WHAT IS EXPECTED: Only a number is expected: the count of lines in the listing where "write" occurs.

DATA SUPPLIED:
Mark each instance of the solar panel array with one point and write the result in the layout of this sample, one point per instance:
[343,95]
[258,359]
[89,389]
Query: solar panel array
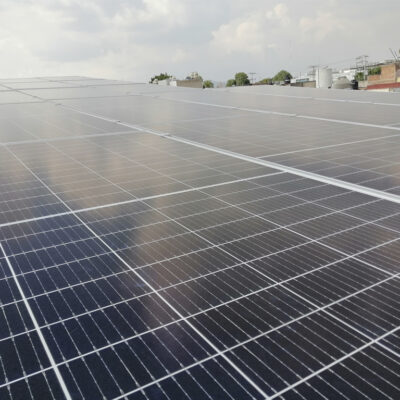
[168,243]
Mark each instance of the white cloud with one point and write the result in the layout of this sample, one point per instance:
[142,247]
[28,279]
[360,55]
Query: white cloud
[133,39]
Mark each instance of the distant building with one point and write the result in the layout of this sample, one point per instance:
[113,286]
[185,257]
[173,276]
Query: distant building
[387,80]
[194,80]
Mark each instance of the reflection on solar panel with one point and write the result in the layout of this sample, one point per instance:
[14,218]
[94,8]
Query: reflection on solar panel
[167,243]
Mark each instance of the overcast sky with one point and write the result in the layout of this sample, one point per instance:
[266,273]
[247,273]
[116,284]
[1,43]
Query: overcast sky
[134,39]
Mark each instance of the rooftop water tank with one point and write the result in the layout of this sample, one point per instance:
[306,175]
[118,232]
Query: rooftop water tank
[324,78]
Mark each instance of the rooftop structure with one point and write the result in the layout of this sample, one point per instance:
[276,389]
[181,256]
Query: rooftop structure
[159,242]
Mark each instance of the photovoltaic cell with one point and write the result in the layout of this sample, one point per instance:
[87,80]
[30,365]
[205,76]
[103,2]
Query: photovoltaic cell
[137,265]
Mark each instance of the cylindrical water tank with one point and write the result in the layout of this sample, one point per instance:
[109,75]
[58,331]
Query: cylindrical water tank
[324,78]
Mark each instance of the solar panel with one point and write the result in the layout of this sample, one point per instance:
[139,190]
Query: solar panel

SOLUTION TO THIS PROBLEM: 10